▶ [Goal of the exercise] Arrange every line of the entries below as a Markdown table with the columns Row and Line, numbering each row and skipping blank lines. Leave the pictures out of the table.

▶ [Exercise data]
□ □ □ □

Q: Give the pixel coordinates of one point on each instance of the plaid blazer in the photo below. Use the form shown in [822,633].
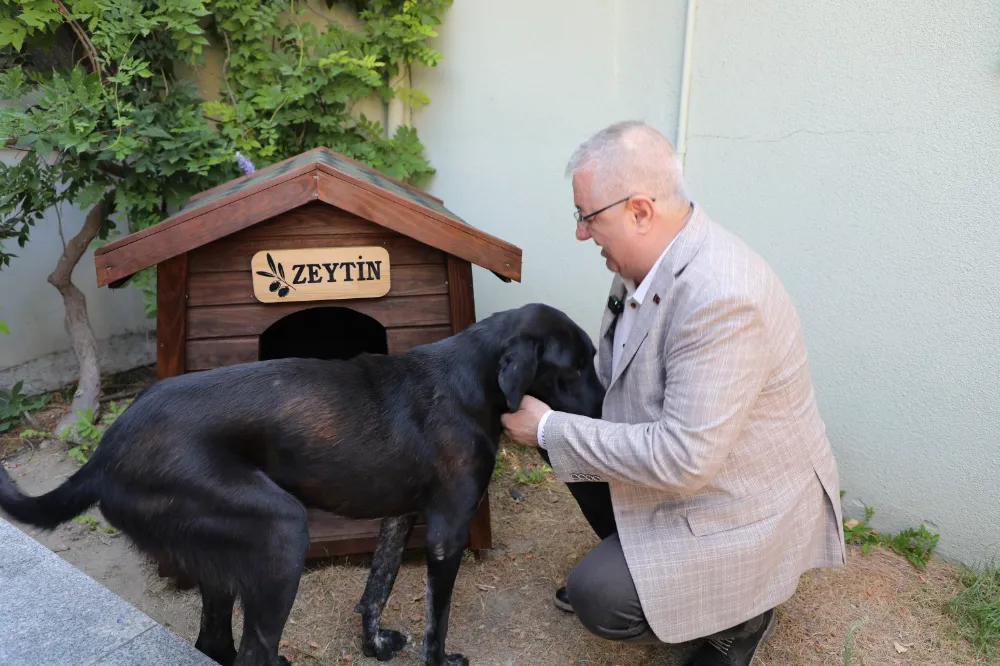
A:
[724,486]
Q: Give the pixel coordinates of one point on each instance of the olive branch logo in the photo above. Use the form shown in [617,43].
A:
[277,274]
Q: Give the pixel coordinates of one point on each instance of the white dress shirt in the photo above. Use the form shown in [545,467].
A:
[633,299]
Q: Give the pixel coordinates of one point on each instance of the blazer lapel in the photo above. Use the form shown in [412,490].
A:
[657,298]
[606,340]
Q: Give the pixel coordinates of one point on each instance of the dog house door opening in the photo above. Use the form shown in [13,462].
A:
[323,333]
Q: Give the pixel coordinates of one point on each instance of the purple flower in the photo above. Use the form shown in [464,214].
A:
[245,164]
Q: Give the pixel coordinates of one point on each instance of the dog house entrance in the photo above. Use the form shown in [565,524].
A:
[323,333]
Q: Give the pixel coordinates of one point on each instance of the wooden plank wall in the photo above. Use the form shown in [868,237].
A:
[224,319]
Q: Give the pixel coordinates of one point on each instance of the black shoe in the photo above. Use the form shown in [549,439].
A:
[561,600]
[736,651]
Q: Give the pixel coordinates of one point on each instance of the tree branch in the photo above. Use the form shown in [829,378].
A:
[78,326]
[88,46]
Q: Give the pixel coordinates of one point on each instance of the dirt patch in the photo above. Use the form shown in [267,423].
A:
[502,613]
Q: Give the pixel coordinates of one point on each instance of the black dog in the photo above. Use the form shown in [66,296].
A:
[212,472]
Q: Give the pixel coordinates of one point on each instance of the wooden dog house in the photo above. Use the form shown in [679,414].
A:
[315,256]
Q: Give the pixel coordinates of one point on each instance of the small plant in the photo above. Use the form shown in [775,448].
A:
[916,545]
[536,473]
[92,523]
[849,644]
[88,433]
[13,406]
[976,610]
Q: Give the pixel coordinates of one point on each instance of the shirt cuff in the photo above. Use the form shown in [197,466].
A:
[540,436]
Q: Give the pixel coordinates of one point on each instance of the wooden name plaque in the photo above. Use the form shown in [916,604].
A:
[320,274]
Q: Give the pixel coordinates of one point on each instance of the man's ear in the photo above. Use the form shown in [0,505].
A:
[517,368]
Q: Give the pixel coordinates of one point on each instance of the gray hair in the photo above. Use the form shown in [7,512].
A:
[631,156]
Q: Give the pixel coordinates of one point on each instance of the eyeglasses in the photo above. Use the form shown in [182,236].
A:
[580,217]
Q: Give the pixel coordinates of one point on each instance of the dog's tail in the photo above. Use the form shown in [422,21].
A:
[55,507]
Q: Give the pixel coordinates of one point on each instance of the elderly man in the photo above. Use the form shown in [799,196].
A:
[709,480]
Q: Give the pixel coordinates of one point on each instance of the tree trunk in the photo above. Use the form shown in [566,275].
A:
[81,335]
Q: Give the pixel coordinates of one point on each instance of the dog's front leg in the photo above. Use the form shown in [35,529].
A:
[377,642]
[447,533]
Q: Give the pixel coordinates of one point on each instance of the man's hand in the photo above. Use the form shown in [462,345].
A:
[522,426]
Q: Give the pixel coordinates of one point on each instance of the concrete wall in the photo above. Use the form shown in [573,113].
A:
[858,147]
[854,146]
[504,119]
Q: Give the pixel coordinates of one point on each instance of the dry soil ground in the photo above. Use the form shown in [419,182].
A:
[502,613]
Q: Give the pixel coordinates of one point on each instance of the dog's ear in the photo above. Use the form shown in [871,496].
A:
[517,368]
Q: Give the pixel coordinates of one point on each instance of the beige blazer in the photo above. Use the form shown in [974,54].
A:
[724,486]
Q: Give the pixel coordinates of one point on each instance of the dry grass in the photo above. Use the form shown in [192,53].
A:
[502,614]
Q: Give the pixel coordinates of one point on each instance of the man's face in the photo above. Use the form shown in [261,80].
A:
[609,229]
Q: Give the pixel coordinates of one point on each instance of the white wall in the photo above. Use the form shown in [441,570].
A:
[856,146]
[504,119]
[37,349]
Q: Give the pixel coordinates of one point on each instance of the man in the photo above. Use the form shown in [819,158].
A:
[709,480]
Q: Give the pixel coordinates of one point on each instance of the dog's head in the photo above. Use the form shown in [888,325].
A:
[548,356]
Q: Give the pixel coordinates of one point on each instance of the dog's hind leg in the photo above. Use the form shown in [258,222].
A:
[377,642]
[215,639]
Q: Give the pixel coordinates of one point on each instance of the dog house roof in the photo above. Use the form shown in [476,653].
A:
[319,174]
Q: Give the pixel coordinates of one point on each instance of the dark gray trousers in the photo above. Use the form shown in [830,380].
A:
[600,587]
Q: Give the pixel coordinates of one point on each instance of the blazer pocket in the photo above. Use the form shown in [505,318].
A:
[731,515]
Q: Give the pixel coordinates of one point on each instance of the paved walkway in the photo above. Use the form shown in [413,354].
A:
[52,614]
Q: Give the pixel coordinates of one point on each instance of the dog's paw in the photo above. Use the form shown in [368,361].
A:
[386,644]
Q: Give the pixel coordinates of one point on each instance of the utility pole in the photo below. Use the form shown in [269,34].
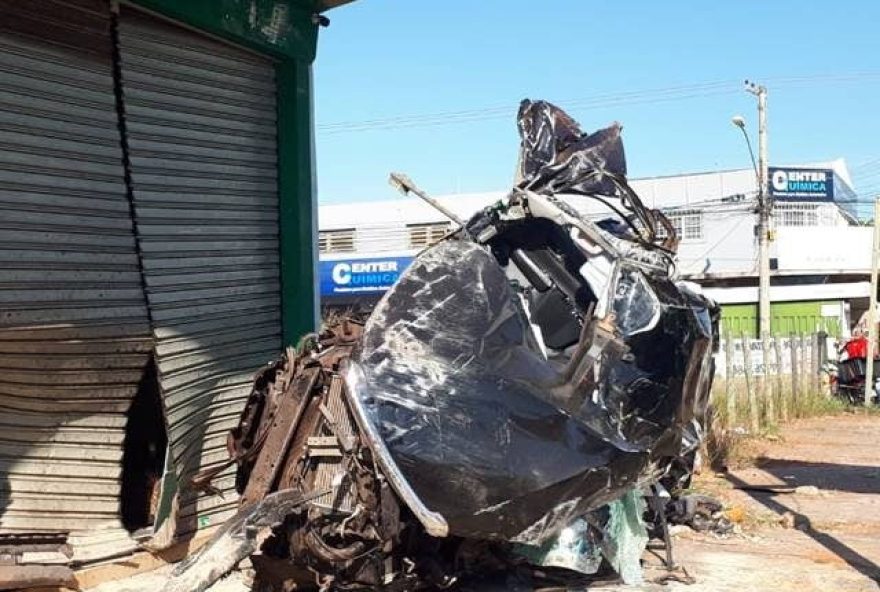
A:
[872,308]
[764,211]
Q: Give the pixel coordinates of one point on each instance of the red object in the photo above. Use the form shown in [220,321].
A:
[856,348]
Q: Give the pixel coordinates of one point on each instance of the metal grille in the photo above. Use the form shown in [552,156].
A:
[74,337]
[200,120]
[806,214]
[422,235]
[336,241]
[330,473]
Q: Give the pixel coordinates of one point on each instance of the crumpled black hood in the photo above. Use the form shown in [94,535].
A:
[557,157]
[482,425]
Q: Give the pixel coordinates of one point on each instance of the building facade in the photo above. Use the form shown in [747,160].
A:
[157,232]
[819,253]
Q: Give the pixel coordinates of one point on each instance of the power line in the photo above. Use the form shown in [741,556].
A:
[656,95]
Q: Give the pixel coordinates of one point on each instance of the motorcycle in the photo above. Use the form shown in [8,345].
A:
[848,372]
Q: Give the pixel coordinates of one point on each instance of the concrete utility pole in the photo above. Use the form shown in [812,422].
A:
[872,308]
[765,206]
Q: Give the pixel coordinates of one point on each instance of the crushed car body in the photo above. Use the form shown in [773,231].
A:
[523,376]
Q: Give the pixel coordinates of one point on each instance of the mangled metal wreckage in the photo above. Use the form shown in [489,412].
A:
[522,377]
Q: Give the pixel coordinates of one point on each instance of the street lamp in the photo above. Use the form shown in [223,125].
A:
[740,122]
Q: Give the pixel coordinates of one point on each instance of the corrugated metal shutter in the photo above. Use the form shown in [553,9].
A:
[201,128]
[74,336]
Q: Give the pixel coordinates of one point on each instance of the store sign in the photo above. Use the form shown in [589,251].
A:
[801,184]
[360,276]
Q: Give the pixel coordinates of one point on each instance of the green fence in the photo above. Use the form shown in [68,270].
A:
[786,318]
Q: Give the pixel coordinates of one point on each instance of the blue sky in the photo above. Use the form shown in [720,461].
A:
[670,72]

□ □ □ □

▶ [Written solution]
| Row | Line |
|---|---|
| 1 | Q: Give the pixel coordinates of one point on each instance of the plaid blazer in the photo below. Use the form shown in [822,633]. |
| 2 | A: |
| 3 | [724,486] |
| 4 | Q: Give the pixel coordinates of one point on each instance of the olive branch logo in the photo above. Use the form shown in [617,43]. |
| 5 | A: |
| 6 | [277,274] |
| 7 | Q: Give the pixel coordinates of one point on each instance of the white dress shirt in the photo above. Use the form shown in [545,467]. |
| 8 | A: |
| 9 | [633,299] |
| 10 | Q: Give the pixel coordinates of one point on each instance of the blazer lapel in the photo above. Use the form shown in [412,490]. |
| 11 | A: |
| 12 | [657,298] |
| 13 | [606,340] |
| 14 | Q: Give the pixel coordinates of one point on each instance of the dog house door opening in the photo above. Use the form shown in [13,462]. |
| 15 | A: |
| 16 | [323,333] |
| 17 | Q: Give the pixel coordinates of one point on each instance of the purple flower in the photo above. Use the form shown in [464,214]. |
| 18 | A: |
| 19 | [245,164] |
| 20 | Q: Give the pixel coordinates of one point on each instance of the dog house entrance in the photo above. Use the form shown in [565,524]. |
| 21 | A: |
| 22 | [323,333] |
| 23 | Q: Give the pixel coordinates of one point on each instance of the wooden plank wall in the photo above. Use the form shown in [868,237]. |
| 24 | A: |
| 25 | [224,319] |
| 26 | Q: Give the pixel coordinates of one point on each instance of the black shoe in the photo above. Use the form shown in [549,439]. |
| 27 | A: |
| 28 | [561,600] |
| 29 | [736,651] |
| 30 | Q: Give the pixel coordinates of one point on each instance of the tree branch in the photo above. Use the form shown in [829,378]. |
| 31 | A: |
| 32 | [78,326] |
| 33 | [88,46] |
| 34 | Q: Give the pixel coordinates of one point on each instance of the dirt patch in the photo above. Use the form shown in [267,423]. |
| 35 | A: |
| 36 | [502,613] |
| 37 | Q: Give the pixel coordinates of one point on each instance of the black dog in the photo above. Use the form shown in [66,296]. |
| 38 | A: |
| 39 | [212,472] |
| 40 | Q: Give the pixel coordinates of one point on each instance of the wooden dog house in the photo above. Use the form shown in [679,414]. |
| 41 | A: |
| 42 | [315,256] |
| 43 | Q: Give the pixel coordinates of one point on each instance of the small plant in the photo above. Use the form shown in [775,448]. |
| 44 | A: |
| 45 | [916,545] |
| 46 | [536,473] |
| 47 | [92,523] |
| 48 | [849,644] |
| 49 | [88,433] |
| 50 | [13,406] |
| 51 | [976,610] |
| 52 | Q: Give the pixel coordinates of one point on each instance of the shirt cuff in the photo above. Use the form shown in [197,466]. |
| 53 | A: |
| 54 | [540,436] |
| 55 | Q: Give the pixel coordinates of one point on each instance of the wooden name plaque in the photo above. Use the form shown in [916,604]. |
| 56 | A: |
| 57 | [320,274] |
| 58 | Q: Give the pixel coordinates of one point on each instance of the man's ear in the photo above. Use the form shown in [0,505]. |
| 59 | A: |
| 60 | [517,368] |
| 61 | Q: Give the pixel coordinates of one point on each instance of the gray hair in the photo above. Use the form shown in [7,512]. |
| 62 | A: |
| 63 | [631,156] |
| 64 | Q: Give the pixel coordinates of one point on each instance of the eyeglasses in the photo above. Use the form shown in [182,236]. |
| 65 | A: |
| 66 | [580,217] |
| 67 | Q: Give the pixel coordinates of one point on each instance of the dog's tail in the photo above. Use the form shown in [422,21]. |
| 68 | A: |
| 69 | [55,507] |
| 70 | Q: Give the pixel coordinates of one point on each instance of the elderly man in the photo above. Use the form shown in [799,196]. |
| 71 | A: |
| 72 | [709,480] |
| 73 | Q: Give the pixel coordinates of one point on each instance of the tree trunk in the photo above. Use the form shown in [566,275]. |
| 74 | A: |
| 75 | [81,335] |
| 76 | Q: Give the pixel coordinates of one point on each instance of the dog's front leg in the photo above. Use the form shown in [35,529]. |
| 77 | A: |
| 78 | [377,642] |
| 79 | [447,533] |
| 80 | Q: Give the pixel coordinates of one point on each instance of the man's hand in the photo above. Use the form shown in [462,345]. |
| 81 | A: |
| 82 | [522,426] |
| 83 | Q: Give the pixel coordinates of one point on each instance of the concrete wall in the photo above. Use the form shown in [573,113]. |
| 84 | A: |
| 85 | [858,147] |
| 86 | [854,146] |
| 87 | [504,119] |
| 88 | Q: Give the pixel coordinates of one point on each instance of the dry soil ground in the photo above. Use the form shown in [419,182]. |
| 89 | A: |
| 90 | [502,613] |
| 91 | Q: Give the pixel coordinates of one point on each instance of the dog's ear in the photo above. Use the form shown in [871,496]. |
| 92 | A: |
| 93 | [517,368] |
| 94 | Q: Give the pixel coordinates of one point on each instance of the beige blazer in the photo above. Use the form shown in [974,54]. |
| 95 | A: |
| 96 | [724,486] |
| 97 | Q: Give the pixel coordinates of one point on each instance of the dry grass in the photo above. Use the form shown in [192,53]. |
| 98 | A: |
| 99 | [502,614] |
| 100 | Q: Give the pixel coordinates of one point on each instance of the man's face in the photo above. Use the form shown in [261,80]. |
| 101 | A: |
| 102 | [609,229] |
| 103 | Q: Give the pixel coordinates of one point on each instance of the white wall in the photo above. Use the form shown in [441,570]. |
| 104 | A: |
| 105 | [856,146] |
| 106 | [504,119] |
| 107 | [37,349] |
| 108 | Q: Give the pixel coordinates of one point on each instance of the man in the photo above. Use the form shown in [819,158]. |
| 109 | A: |
| 110 | [709,480] |
| 111 | Q: Give the pixel coordinates of one point on each instance of the dog's head in the photo above. Use the form shown in [888,325]. |
| 112 | A: |
| 113 | [548,356] |
| 114 | Q: Give the pixel coordinates of one point on each instance of the dog's hind leg in the photo above. Use the form shown in [258,222]. |
| 115 | A: |
| 116 | [377,642] |
| 117 | [215,639] |
| 118 | Q: Give the pixel coordinates of one point on each instance of the dog house roof in the photo above. Use the form shown in [476,653]. |
| 119 | A: |
| 120 | [319,174] |
| 121 | Q: Give the pixel coordinates of one point on each instance of the dark gray trousers in the photo above. Use the form shown in [830,380]. |
| 122 | A: |
| 123 | [600,587] |
| 124 | Q: Give the pixel coordinates of one point on each instance of the blazer pocket in the photo above. Use the form shown in [505,318]. |
| 125 | A: |
| 126 | [731,515] |
| 127 | Q: Give the pixel coordinates of one point on each instance of the paved walkway in the photo above. Use the form shown in [413,354]. |
| 128 | A: |
| 129 | [52,614] |
| 130 | Q: Give the pixel coordinates of one point on each instance of the dog's paw in the photo above. Use the form shown in [368,361]. |
| 131 | A: |
| 132 | [386,644] |
| 133 | Q: Give the pixel coordinates of one point on each instance of the utility pole in the photo below. Use the form shown in [269,34]. |
| 134 | A: |
| 135 | [872,308] |
| 136 | [764,211] |
| 137 | Q: Give the pixel coordinates of one point on each instance of the red object in the photo above. Use the form shown in [220,321]. |
| 138 | A: |
| 139 | [856,348] |
| 140 | Q: Give the pixel coordinates of one point on each instance of the metal grille in the photo above. Use the form shown in [552,156]. |
| 141 | A: |
| 142 | [74,337] |
| 143 | [200,120] |
| 144 | [806,214] |
| 145 | [422,235] |
| 146 | [336,241] |
| 147 | [330,473] |
| 148 | Q: Give the pixel coordinates of one point on each instance of the crumpled black hood in the photo above. Use the form shown in [94,535]. |
| 149 | A: |
| 150 | [557,157] |
| 151 | [482,425] |
| 152 | Q: Give the pixel coordinates of one point on each instance of the building facade in the photo above. Use the form shown in [747,160]. |
| 153 | A: |
| 154 | [157,232] |
| 155 | [819,253] |
| 156 | Q: Give the pixel coordinates of one point on each instance of the power line in the photo above. Use the form shown in [741,556]. |
| 157 | A: |
| 158 | [656,95] |
| 159 | Q: Give the pixel coordinates of one point on each instance of the motorcycle in the photo above. Use the form shown in [8,345]. |
| 160 | A: |
| 161 | [848,372] |
| 162 | Q: Give the pixel coordinates of one point on each instance of the concrete utility pole in the photo above. Use the form shown in [812,422]. |
| 163 | A: |
| 164 | [872,308] |
| 165 | [765,206] |
| 166 | Q: Give the pixel coordinates of one point on each instance of the crushed car body in the photo above. Use the form shown in [773,231]. |
| 167 | A: |
| 168 | [523,376] |
| 169 | Q: Give the pixel coordinates of one point on each instance of the mangled metal wreckage in the photo above. Use the form shown in [489,412]. |
| 170 | A: |
| 171 | [522,377] |
| 172 | Q: Give the pixel coordinates of one point on each instance of the street lamp in the photo above. Use the form shown in [223,125]. |
| 173 | A: |
| 174 | [740,122] |
| 175 | Q: Give the pixel coordinates of one point on each instance of the corrugated metal shutter in the photo above. Use the form shown in [553,9]. |
| 176 | A: |
| 177 | [201,128] |
| 178 | [74,336] |
| 179 | Q: Give the pixel coordinates of one point on each instance of the store sign in the photo above. Use the form shown in [589,251]. |
| 180 | A: |
| 181 | [801,184] |
| 182 | [360,276] |
| 183 | Q: Give the pixel coordinates of one point on each instance of the green fence in the photo above. Use the form shown in [68,270]. |
| 184 | A: |
| 185 | [786,318] |
| 186 | Q: Give the pixel coordinates of one point on each instance of the blue sky in the photo above. Use the form shown in [720,461]. |
| 187 | A: |
| 188 | [670,72] |